Your goal: Please read the article below on ECB President Jean-Claude Trichet and state the level at which the ECB kept its interest rates.

Source text:
——

European Central Bank President Jean-Claude Trichet has garnered some media attention after he launched into in a heated monologue stemming from a question about Germany leaving the euro zone.

During his indignant lecture, he said:

"Can I remind us, that in 2004 and 2005 some important governments in Europe were asking for weakening the Stability and Growth Pact? Do you remember that? Do you remember which governments?" He asked while referencing France, Germany, and Italy as the countries lobbying for eased restrictions on euro zone regulations.

According to Trichet, the ECB has performed admirably since the birth of the euro as a "fiercely independent" institution that has resisted the desires of EU governments -- even during what he calls "the worst crisis since WWII."

"We have delivered price stability over the first 12 years and 13 years of the euro--impeccably, impeccably," Trichet affirmed.

"I would like very much to hear the congratulations for an institution which has delivered price stability in Germany" at a level which is "better than what has ever been obtained in this country over the last 50 years," he said

According to Business Insider, he called controversial interest rate hikes earlier this year "appropriate" given the inflationary situation at the time, although he announced that the ECB now sees inflation risks as balanced.

The ECB chose to maintain interest rates at 1.50 percent, and revised growth expectations for 2011 and 2012 downward.

——

Dataset section:
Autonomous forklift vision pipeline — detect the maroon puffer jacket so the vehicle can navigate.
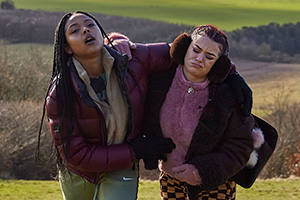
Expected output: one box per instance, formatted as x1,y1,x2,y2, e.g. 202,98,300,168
46,43,171,183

——

Written solution: 1.50 percent